§ **Aufgabe**: Greifen Sie den nachfolgenden Text über den Sänger Ernst Busch auf und führen Sie ihn im selben Stil ab seinem letzten Satz weiter.

Der Sänger und Schauspieler Ernst Busch (1900-1980) kam 1927 nach Berlin. Er spielte unter Erwin Piscator und lernte auf der Bühne Hans Eisler kennen. Aus der Begegnung entwickelte sich eine lebenslange Zusammenarbeit und Freundschaft. Eislers Kompositionen und Buschs gesangliche Interpretationen wurden zu einem Symbol der Arbeitermusikbewegung. Gleich zu Beginn der 30er Jahre zog Ernst Busch mit seiner Frau Eva in die Bonner Straße 11. Aufgrund seiner politischen Lieder (,,Roter Wedding“) erhielt er den Spitznamen „Barrikaden-Tauber“. Eine Hausdurchsuchung Anfang März 1933 in der Künstlerkolonie verschlief Ernst Busch unbeschadet in seiner Wohnung. Die SA glaubte nicht daran, daß der Künstler sich noch in Berlin aufhalten könnte.

Er flüchtete ins Exil über Holland, Belgien, Zürich, Paris und nach Wien, schließlich in die Sowjetunion. Wie viele Gleichgesinnte ging Busch 1937 nach Sanien und schloß sich den Internationalen Brigaden an. Nach Francos Sieg kehrte Busch nach Belgien zurück. Als die deutsche Wehrmacht im Mai 1940 in Belgien und den Niederlanden einmarschierte, wurde Ernst Busch zusammen mit vielen anderen deutschen Emigranten interniert, 1943 nach einem Fluchtversuch an der Schweizer Grenze verhaftet und der Gestapo ausgeliefert.

§ **Datensatzabschnitt**:

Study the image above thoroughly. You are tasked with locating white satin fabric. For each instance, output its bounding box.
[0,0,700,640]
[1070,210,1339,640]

§ **Aufgabenergebnis**:
Die Anklage gegen ihn in Berlin lautete „Vorbereitung zum Hochverrat”, und er sollte zum Tode verurteilt werden. Durch die Fürsprache des Schauspielers und Intendanten Gustaf Gründgens – den Klaus Mann (S. 167) in seinem Roman „Mephisto” (1936) als Opportunisten und Mitläufer der NS-Zeit darstellte – erhielt Busch jedoch „nur” eine vierjährige Zuchthausstrafe.

Im April 1945 befreite ihn die sowjetische Armee aus dem Zuchthaus Brandenburg. 1951 zog er nach Ost-Berlin und arbeitete unter Bertolt Brechts Regie im Berliner Ensemble. Er war einer der beliebtesten Schauspieler und Sänger in der DDR, blieb aber für den SED-Staat ein politisch unabhängiger und unbequemer Mann.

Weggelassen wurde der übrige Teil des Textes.